- PROMPT -
In your copy, set down the entries exactly and exclude the pictures.

Entries taken from a collection:
+-------+

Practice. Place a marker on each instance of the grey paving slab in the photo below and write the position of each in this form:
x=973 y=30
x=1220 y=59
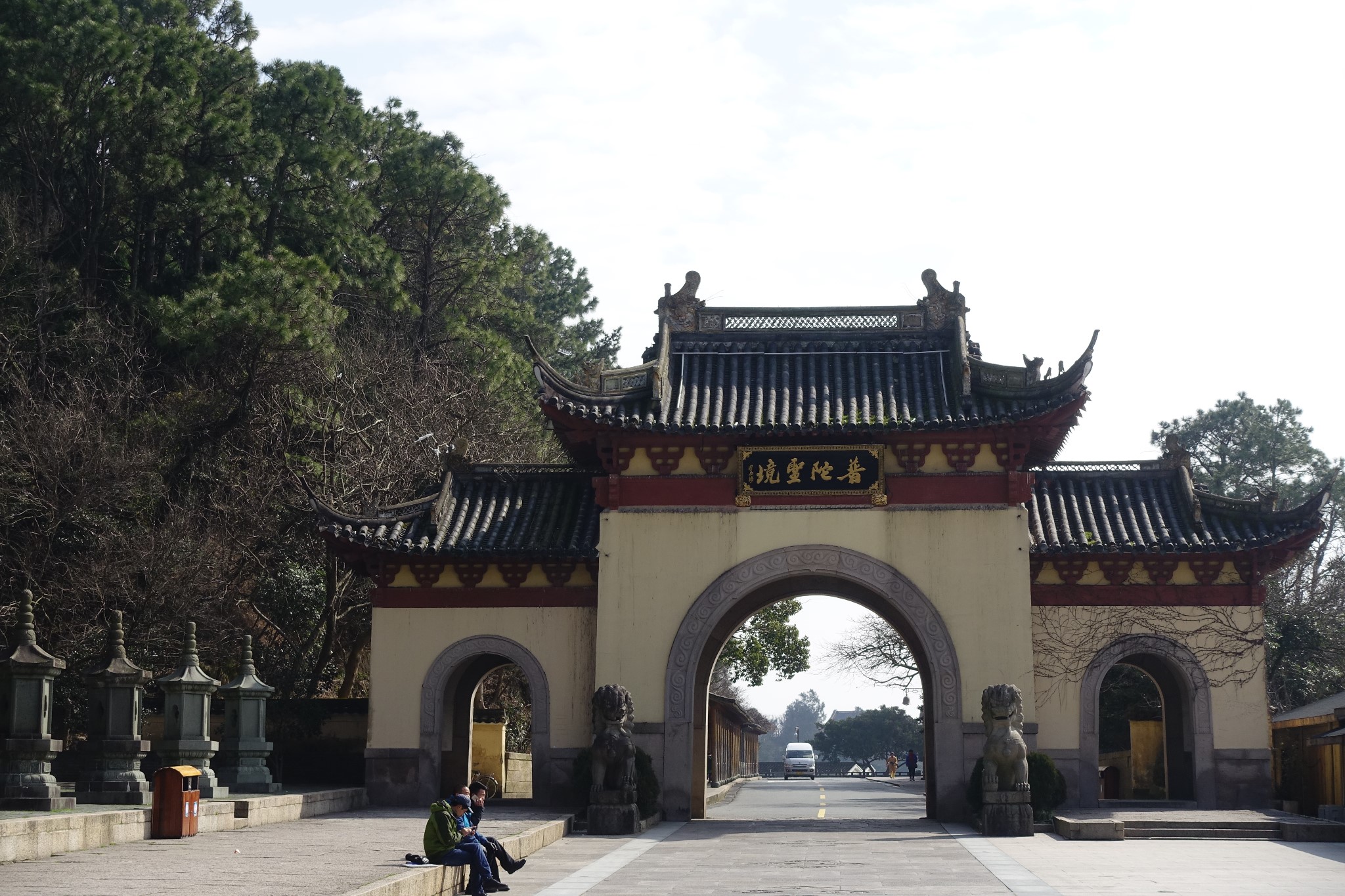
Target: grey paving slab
x=313 y=857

+-------+

- OUTPUT OF THE TASK -
Practice. Place a marker on each instance of the grey paving slab in the photo below and write the position of each in this form:
x=973 y=30
x=1220 y=59
Target: grey paving slab
x=313 y=857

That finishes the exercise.